Write out exactly, with no other output, the lines below from the one that contains "of the white" through the end.

☆ ☆ ☆ ☆ ☆ ☆ ☆

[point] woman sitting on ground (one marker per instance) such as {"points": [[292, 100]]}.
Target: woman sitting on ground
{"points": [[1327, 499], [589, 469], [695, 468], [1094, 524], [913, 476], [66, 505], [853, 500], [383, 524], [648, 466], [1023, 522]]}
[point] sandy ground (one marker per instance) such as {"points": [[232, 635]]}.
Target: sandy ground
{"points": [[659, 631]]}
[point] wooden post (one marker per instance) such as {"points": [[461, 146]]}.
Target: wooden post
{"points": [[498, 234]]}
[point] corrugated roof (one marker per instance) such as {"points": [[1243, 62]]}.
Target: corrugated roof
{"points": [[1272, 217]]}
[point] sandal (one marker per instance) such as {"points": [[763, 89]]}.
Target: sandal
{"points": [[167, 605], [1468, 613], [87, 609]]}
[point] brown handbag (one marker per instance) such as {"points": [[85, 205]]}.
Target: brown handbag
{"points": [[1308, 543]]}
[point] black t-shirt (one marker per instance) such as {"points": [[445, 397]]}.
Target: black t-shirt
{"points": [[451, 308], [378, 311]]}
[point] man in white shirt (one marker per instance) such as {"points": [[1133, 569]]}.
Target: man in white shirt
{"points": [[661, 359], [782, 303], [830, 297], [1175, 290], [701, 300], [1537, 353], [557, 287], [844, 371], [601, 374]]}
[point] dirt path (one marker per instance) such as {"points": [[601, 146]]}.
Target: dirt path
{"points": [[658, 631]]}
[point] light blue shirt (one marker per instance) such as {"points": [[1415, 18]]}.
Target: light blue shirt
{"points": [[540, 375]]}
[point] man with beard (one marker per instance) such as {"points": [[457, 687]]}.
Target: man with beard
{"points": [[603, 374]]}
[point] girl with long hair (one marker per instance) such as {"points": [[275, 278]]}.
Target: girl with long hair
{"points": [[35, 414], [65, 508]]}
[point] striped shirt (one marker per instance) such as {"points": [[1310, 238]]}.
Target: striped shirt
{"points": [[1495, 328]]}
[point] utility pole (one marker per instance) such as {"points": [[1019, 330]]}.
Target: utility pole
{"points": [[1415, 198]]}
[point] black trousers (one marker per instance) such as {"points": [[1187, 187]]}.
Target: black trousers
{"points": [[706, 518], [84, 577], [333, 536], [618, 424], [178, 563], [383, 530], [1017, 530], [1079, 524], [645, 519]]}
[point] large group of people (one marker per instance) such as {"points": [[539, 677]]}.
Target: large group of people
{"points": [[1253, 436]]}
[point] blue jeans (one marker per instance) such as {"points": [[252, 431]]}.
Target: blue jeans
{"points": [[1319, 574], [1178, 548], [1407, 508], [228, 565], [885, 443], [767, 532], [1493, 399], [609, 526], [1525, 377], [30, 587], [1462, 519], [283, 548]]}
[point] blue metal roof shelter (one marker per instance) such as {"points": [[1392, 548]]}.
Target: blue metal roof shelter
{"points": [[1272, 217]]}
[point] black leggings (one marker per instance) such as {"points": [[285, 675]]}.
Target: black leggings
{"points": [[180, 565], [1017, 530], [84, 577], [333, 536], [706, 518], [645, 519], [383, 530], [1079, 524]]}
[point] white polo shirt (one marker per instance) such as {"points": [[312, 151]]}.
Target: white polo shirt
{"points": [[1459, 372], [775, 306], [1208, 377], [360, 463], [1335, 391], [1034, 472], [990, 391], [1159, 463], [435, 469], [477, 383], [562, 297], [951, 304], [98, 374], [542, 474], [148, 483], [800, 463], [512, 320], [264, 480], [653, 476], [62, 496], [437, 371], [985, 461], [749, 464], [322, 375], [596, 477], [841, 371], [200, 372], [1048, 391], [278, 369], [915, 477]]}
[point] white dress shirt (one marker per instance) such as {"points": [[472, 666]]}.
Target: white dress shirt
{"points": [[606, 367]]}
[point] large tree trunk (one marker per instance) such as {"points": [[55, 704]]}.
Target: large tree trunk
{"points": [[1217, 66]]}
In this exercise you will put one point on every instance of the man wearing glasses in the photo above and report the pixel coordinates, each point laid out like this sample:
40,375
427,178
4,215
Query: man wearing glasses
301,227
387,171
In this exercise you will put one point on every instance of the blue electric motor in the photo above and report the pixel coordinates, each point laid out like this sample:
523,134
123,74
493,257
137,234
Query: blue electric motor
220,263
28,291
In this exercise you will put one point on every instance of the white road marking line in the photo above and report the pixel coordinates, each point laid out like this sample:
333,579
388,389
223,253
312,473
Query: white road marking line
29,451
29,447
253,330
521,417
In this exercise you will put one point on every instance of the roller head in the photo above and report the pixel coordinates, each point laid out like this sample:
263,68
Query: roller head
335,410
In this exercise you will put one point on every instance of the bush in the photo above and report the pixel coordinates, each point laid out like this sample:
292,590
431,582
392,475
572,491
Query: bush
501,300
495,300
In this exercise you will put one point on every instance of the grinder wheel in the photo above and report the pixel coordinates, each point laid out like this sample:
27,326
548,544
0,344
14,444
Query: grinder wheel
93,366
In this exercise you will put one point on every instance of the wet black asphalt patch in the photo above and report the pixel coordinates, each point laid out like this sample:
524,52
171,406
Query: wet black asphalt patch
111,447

☆ ☆ ☆ ☆ ☆ ☆ ☆

*Completed exercise:*
In this exercise you will put one point on every instance of the white road marking line in the photo above and report the pixel coordinates, each point laid out like this sample:
333,579
388,389
223,253
312,473
Query: white road marking line
29,451
29,447
253,330
521,417
In this exercise you will put one point on every instance of the roller head in the photo above and report the pixel coordinates, each point laid out like this sample:
263,68
Query: roller head
335,410
In this exercise you will put one point on every instance of the bush in the photo above and report the pixel coordinates, each point laid out like this sample:
292,590
431,582
392,475
572,491
Query: bush
501,300
495,300
In this exercise you will put one point on every instance of the grinder wheel in the photo above and report the pixel coordinates, each point laid out like this sample:
27,326
548,544
0,344
14,444
Query: grinder wheel
93,366
In this exercise you will put one point on every instance of the wet black asphalt patch in the photo above and report the pixel coordinates, each point laid out like this sample:
524,52
171,406
Query: wet black asphalt patch
111,447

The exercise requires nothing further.